Ladenburg Thalmann & Co. Inc. is acting as our sales agent in connection with the offer and sale of shares of our common stock pursuant to this prospectus supplement and the accompanying prospectus. Upon written instructions from us, Ladenburg Thalmann & Co. Inc. will use its commercially reasonable efforts consistent with its sales and trading practices to sell, as our sales agent, our common stock under the terms and subject to the conditions set forth in our amended and restated equity distribution agreement with Ladenburg Thalmann & Co. Inc. dated August 10, 2018, as amended on May 8, 2019. We will instruct Ladenburg Thalmann & Co. Inc. as to the amount of common stock to be sold by it. We may instruct Ladenburg Thalmann & Co. Inc. not to sell common stock if the sales cannot be effected at or above the price designated by us in any instruction. The sales price per share of our common stock offered by this prospectus supplement and the accompanying prospectus, less Ladenburg Thalmann & Co. Inc.’s commission, will not be less than the net asset value per share of our common stock at the time of such sale. We or Ladenburg Thalmann & Co. Inc. may suspend the offering of shares of common stock upon proper notice and subject to other conditions.

Sales of our common stock, if any, under this prospectus supplement and the accompanying prospectus may be made in negotiated transactions or transactions that are deemed to be “at the market,” as defined in Rule 415 under the Securities Act, including sales made directly on the NASDAQ Global Select Market or similar securities exchange or sales made to or through a market maker other than on an exchange at prices related to the prevailing market prices or at negotiated prices.

Ladenburg Thalmann & Co. Inc. will provide written confirmation of a sale to us no later than the opening of the trading day on the NASDAQ Global Select Market following each trading day in which shares of our common stock are sold under the equity distribution agreement. Each confirmation will include the number of shares of common stock sold on the preceding day, the net proceeds to us and the compensation payable by us to Ladenburg Thalmann & Co. Inc. in connection with the sales.

STORED DATA
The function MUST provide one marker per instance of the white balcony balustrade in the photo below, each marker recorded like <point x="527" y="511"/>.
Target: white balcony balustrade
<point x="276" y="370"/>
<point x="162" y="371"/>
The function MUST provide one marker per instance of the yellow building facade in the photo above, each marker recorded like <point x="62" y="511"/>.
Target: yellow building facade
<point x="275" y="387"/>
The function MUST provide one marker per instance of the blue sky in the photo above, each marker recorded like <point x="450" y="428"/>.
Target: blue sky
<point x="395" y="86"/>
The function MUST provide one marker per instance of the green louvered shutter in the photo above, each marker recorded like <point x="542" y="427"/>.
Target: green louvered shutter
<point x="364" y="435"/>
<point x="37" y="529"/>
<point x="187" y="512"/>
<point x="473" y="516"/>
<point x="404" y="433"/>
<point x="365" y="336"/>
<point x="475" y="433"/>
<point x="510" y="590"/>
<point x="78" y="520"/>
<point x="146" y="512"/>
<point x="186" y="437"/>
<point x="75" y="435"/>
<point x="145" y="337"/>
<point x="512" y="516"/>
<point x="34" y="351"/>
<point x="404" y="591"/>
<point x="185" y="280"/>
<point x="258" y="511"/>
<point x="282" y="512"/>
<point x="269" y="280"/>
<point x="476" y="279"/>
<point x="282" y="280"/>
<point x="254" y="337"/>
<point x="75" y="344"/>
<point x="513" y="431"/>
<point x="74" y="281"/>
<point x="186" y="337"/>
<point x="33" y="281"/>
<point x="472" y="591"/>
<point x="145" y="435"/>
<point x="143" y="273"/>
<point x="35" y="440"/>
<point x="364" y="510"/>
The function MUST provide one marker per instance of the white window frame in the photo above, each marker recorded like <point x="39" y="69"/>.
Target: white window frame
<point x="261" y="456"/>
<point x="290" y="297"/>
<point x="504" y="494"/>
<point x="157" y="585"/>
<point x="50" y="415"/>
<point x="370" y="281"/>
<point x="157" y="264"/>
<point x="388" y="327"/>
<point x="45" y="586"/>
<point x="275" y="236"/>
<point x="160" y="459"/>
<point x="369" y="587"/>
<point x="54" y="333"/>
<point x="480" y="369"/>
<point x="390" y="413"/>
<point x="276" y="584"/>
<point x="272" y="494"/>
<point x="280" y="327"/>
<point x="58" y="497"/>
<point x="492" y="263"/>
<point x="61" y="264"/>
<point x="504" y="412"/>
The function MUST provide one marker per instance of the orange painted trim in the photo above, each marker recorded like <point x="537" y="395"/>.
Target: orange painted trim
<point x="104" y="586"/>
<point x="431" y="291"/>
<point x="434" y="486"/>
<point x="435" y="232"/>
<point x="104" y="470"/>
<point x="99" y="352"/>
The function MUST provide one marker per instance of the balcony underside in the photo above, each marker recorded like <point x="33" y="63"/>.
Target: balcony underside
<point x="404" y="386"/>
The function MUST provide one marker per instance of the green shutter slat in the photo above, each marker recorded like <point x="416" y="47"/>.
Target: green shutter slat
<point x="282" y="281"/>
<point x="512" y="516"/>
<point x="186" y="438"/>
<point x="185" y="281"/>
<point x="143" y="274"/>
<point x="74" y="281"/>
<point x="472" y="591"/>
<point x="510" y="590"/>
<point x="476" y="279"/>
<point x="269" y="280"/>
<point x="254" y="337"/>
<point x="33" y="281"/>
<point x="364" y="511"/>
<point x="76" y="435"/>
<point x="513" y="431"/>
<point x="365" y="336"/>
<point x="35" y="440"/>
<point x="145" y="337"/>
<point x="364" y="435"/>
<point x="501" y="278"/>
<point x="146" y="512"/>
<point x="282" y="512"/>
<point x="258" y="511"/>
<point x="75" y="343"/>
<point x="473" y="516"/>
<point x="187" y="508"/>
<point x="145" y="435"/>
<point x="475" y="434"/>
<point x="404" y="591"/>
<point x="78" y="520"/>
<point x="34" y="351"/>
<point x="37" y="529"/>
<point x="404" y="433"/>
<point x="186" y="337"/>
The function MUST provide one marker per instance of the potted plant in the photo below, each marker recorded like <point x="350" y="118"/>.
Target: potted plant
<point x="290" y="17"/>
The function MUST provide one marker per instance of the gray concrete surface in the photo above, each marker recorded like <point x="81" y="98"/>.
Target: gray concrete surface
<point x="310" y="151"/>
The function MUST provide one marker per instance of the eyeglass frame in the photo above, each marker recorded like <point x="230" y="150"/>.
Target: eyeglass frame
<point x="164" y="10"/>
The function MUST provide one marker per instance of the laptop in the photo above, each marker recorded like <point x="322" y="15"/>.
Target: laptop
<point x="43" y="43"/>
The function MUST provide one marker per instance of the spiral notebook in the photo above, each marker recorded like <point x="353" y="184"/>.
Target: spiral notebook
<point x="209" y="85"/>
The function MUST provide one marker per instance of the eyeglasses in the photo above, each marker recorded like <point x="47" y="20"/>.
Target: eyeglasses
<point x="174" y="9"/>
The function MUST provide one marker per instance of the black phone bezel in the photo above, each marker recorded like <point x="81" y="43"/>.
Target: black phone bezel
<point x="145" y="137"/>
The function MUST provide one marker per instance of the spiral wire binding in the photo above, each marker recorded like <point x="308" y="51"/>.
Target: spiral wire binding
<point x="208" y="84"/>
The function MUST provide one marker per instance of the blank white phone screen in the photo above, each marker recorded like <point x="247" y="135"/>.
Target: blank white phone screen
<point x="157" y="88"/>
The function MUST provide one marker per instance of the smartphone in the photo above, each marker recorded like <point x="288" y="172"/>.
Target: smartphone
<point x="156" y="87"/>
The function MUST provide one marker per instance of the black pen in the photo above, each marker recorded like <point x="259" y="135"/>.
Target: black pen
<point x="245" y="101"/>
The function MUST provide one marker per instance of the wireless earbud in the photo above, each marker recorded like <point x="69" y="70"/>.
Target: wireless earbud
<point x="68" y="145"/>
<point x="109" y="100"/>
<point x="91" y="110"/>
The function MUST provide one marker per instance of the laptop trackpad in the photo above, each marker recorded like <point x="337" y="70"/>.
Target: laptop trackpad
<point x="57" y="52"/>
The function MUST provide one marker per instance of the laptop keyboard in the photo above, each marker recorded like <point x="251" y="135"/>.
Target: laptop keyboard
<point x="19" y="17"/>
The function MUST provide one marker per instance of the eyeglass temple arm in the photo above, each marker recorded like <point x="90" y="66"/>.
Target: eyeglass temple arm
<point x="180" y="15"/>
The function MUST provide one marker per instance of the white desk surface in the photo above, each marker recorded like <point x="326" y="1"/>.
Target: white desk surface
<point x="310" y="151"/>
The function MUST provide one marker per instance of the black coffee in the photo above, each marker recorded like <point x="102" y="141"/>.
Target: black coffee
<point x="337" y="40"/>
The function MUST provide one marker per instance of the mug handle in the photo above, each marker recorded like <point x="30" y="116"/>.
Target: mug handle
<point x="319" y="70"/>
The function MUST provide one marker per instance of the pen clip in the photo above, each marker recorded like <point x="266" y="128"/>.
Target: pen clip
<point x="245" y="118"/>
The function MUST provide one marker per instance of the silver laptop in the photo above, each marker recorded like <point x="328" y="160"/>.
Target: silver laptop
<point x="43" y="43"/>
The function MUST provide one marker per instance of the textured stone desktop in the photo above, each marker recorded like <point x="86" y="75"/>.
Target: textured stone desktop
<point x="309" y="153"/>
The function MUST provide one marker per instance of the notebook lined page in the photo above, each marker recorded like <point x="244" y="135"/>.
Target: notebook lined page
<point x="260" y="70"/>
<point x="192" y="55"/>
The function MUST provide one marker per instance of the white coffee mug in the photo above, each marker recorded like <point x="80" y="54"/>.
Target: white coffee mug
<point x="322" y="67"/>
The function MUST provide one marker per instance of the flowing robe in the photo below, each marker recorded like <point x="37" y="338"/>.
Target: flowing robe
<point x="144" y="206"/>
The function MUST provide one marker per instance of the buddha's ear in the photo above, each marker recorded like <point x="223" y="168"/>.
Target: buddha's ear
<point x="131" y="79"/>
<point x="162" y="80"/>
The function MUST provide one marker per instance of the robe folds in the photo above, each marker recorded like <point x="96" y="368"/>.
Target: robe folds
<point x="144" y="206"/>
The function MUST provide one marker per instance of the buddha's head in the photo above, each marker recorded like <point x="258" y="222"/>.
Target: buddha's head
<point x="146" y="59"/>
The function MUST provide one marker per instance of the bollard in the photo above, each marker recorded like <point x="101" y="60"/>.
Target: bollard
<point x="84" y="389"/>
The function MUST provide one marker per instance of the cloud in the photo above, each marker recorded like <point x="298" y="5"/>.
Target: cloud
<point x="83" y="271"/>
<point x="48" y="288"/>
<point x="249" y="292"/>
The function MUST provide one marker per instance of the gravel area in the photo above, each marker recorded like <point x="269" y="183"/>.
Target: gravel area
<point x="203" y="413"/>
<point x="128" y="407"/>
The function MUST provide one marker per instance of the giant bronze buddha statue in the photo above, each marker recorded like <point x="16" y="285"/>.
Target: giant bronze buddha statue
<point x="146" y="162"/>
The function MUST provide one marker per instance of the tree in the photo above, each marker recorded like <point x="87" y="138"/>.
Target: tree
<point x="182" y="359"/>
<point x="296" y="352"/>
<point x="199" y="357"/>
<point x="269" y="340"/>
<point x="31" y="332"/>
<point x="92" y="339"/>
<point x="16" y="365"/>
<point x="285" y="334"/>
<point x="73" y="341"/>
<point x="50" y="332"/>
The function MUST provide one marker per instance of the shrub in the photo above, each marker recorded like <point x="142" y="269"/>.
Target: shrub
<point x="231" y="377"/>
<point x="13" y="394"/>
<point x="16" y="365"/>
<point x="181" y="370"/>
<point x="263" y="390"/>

EXERCISE SET
A. From the prospectus passage, list every item that each written sale confirmation will include.
B. According to the prospectus passage, on what date is the amended and restated equity distribution agreement with Ladenburg Thalmann & Co. Inc. dated?
C. Carry the prospectus passage forward from the point where it stops.

ANSWERS TO THE EXERCISE
A.
- The number of shares of common stock sold on the preceding day
- The net proceeds to us
- The compensation payable by us to Ladenburg Thalmann & Co. Inc. in connection with the sales

B. August 10, 2018 (as amended on May 8, 2019).

C.
Ladenburg Thalmann & Co. Inc. will receive a commission from us equal to the lesser of (i) 2.0% of the gross sales price per share from such sale and (ii) the difference between the gross sale price per share from such sale and our most recently determined net asset value per share, with respect to any shares of our common stock sold through Ladenburg Thalmann & Co. Inc. under the equity distribution agreement. We estimate that the total expenses for the offering, excluding compensation payable to Ladenburg Thalmann & Co. Inc. under the terms of the amended and restated equity distribution agreement, will be approximately $185,000. In addition to the commission payable to Ladenburg Thalmann & Co. Inc., we have agreed to reimburse Ladenburg Thalmann & Co. Inc. for its reasonable out-of-pocket expenses, including fees and disbursements of counsel, incurred by Ladenburg Thalmann & Co. Inc. in connection with this offering; provided that such reimbursements shall not exceed $50,000.

Settlement for sales of shares of common stock will occur on the second trading day following the date on which such sales are made, or on some other date that is agreed upon by us and Ladenburg Thalmann & Co. in connection with a particular transaction, in return for payment of the net proceeds to us. There is no arrangement for funds to be received in an escrow, trust or similar arrangement.

We will report at least quarterly the number of shares of our common stock sold through Ladenburg Thalmann & Co. Inc. under the equity distribution agreement and the net proceeds to us.

In connection with the sale of the common stock on our behalf, Ladenburg Thalmann & Co. Inc. may be deemed to be an “underwriter” within the meaning of the Securities Act, and the compensation of Ladenburg Thalmann & Co. Inc. may be deemed to be underwriting commissions or discounts. We have agreed to provide indemnification and contribution to Ladenburg Thalmann & Co. Inc. against certain civil liabilities, including liabilities under the Securities Act.

The offering of our shares of common stock pursuant to the equity distribution agreement will terminate upon the earlier of (i) the sale of the dollar amount of common stock subject to the equity distribution agreement or (ii) the termination of the equity distribution agreement. The equity distribution agreement may be terminated by us in our sole discretion under the circumstances specified in the equity distribution agreement by giving notice to Ladenburg Thalmann & Co. Inc.. In addition, Ladenburg Thalmann & Co. Inc. may terminate the equity distribution agreement under the circumstances specified in the equity distribution agreement by giving notice to us.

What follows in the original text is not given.